WORK REQUIRED
Going through the data below, find how many lines include the word "wall", and reply with that number alone.

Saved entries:
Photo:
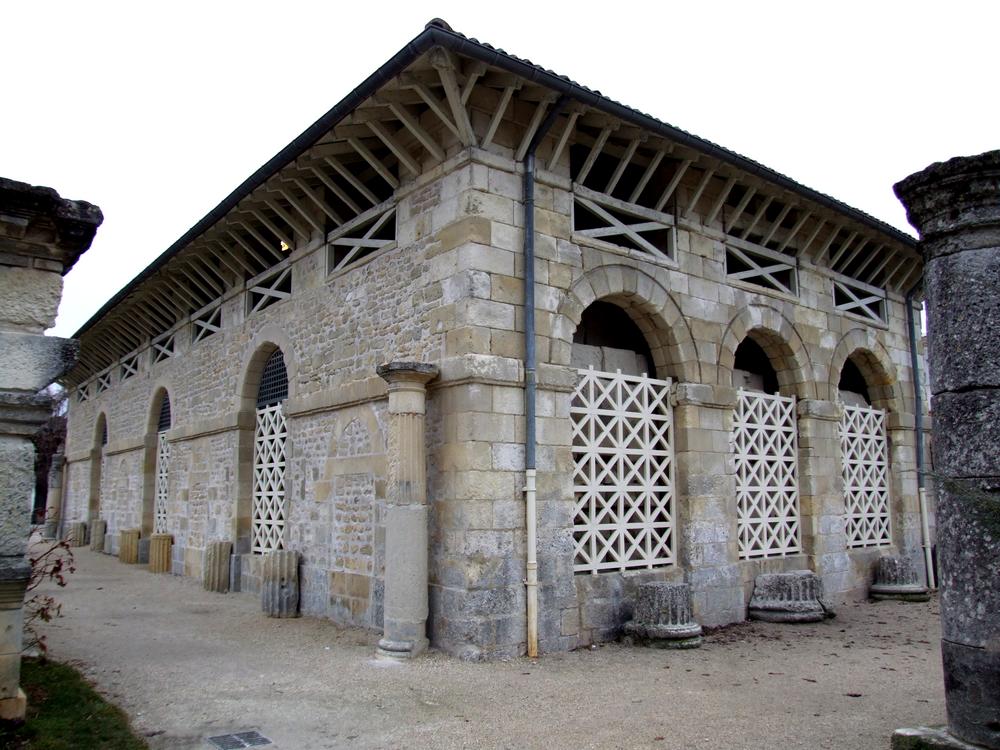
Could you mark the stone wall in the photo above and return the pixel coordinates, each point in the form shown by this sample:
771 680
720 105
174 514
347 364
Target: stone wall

RESULT OF THE EXERCISE
2